Short task A –
In the marketing post, what name does the author give to the zone where most marketers spend their money?
Short task B –
Reproduce the marketing post from the words "Here is why?" up to and including the words "a little work.".

Text extract –
__________
Why? Why do they do that???

I sat across from the VP of Marketing for a large regional organization last week, in his office. With a smile on his face he said, “I told my boss last week that we are just pissing away money…[James], we’ll spend a couple hundred [grand] on anything just to see if works.”

Am I the only baffled one here. Two questions – why would anyone smile while admitting he wastes money and why would anyone spend that much to see if it worked.

Here is why? This guy like most marketers spends (or pisses away) his money in what I call the competitive zone. The competitive zone is when a buyer is activly searching for a solution to his or her problem and it out and about talking to solution providers. The buyer is online filling out forms, walking into stores, calling on sales people etc. It it is the easiest place to find buyers – and the most competitive as well – for the obvious reason.

Great marketers exist here out of necessity – but spend little time or money. They spend the time in the opportunity zones. The opportunity zones are not crowded at all – but take a little work.
__________
Material shown –
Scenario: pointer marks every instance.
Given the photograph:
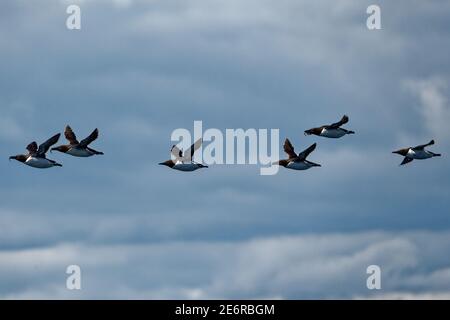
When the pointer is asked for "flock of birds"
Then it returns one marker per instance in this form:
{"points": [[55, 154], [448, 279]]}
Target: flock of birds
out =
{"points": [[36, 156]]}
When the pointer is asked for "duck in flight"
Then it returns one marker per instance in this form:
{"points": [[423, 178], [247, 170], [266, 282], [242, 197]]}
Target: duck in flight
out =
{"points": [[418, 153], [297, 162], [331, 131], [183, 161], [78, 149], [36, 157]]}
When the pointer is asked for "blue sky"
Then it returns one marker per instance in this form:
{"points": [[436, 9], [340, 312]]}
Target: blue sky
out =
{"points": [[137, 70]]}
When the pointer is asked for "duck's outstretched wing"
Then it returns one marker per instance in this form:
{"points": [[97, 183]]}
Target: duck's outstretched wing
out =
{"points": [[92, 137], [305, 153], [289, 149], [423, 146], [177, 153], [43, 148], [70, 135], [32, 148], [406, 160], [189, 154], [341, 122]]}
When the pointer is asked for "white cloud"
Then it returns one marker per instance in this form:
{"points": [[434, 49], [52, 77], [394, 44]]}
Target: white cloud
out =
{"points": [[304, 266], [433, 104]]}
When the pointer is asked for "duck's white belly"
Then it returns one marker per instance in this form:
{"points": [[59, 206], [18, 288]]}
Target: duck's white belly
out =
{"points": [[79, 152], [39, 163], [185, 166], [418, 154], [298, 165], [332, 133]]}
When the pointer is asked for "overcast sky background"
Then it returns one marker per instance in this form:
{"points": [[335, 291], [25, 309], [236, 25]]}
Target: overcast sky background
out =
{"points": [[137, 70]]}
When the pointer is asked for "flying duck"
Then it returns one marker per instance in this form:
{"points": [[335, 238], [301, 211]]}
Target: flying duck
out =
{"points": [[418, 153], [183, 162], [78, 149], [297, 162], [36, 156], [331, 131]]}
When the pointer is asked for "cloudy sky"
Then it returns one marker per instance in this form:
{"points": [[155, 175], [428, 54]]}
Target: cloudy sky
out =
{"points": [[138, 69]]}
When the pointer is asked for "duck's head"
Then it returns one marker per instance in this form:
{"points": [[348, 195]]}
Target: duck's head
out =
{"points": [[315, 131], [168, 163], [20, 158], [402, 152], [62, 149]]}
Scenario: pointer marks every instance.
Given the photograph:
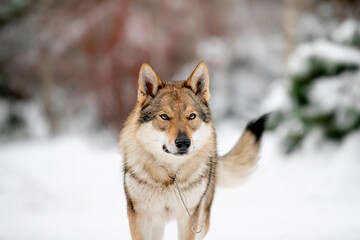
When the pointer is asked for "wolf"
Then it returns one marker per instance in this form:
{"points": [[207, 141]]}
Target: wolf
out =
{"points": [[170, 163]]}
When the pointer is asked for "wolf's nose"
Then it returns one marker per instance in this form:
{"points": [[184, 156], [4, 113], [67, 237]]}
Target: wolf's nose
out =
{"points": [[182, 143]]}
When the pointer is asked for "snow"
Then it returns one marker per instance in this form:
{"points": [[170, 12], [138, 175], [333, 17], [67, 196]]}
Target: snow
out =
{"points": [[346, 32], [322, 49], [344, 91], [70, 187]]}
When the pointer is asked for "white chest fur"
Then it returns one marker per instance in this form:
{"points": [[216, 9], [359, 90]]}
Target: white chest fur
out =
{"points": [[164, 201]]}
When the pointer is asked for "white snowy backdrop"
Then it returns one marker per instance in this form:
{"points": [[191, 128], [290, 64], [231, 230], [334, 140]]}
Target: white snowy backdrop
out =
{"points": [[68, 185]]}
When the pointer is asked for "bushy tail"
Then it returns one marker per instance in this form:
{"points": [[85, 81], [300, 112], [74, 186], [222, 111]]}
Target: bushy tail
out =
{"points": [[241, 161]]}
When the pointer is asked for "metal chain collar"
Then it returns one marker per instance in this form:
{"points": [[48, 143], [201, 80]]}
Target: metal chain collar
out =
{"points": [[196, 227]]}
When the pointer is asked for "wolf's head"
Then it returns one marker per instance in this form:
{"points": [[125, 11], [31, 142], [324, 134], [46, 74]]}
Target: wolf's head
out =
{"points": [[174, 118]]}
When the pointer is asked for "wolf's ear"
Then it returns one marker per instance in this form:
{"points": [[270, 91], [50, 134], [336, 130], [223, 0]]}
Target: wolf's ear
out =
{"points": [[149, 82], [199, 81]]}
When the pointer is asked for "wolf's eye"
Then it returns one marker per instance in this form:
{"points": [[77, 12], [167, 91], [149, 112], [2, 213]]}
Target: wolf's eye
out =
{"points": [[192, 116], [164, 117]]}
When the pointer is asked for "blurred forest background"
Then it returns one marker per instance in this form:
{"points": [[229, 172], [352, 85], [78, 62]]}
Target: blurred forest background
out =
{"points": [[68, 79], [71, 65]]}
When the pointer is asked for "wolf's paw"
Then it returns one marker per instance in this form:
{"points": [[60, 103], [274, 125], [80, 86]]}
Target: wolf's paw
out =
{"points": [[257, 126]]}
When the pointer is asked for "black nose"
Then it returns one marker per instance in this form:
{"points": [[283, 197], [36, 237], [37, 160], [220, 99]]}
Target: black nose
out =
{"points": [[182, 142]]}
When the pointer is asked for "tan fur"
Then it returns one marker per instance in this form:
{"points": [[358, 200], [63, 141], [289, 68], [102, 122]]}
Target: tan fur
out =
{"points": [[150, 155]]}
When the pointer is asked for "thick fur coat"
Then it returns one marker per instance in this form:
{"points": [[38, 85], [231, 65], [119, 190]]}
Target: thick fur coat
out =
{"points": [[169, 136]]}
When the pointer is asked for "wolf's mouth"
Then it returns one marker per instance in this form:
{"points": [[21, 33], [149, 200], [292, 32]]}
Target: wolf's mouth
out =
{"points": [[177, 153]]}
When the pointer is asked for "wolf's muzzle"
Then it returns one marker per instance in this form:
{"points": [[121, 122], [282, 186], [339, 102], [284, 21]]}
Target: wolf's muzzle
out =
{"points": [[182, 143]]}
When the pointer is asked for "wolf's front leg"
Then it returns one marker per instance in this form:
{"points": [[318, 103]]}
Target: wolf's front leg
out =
__________
Right answer A –
The competitive zone.

Right answer B –
Here is why? This guy like most marketers spends (or pisses away) his money in what I call the competitive zone. The competitive zone is when a buyer is activly searching for a solution to his or her problem and it out and about talking to solution providers. The buyer is online filling out forms, walking into stores, calling on sales people etc. It it is the easiest place to find buyers – and the most competitive as well – for the obvious reason.

Great marketers exist here out of necessity – but spend little time or money. They spend the time in the opportunity zones. The opportunity zones are not crowded at all – but take a little work.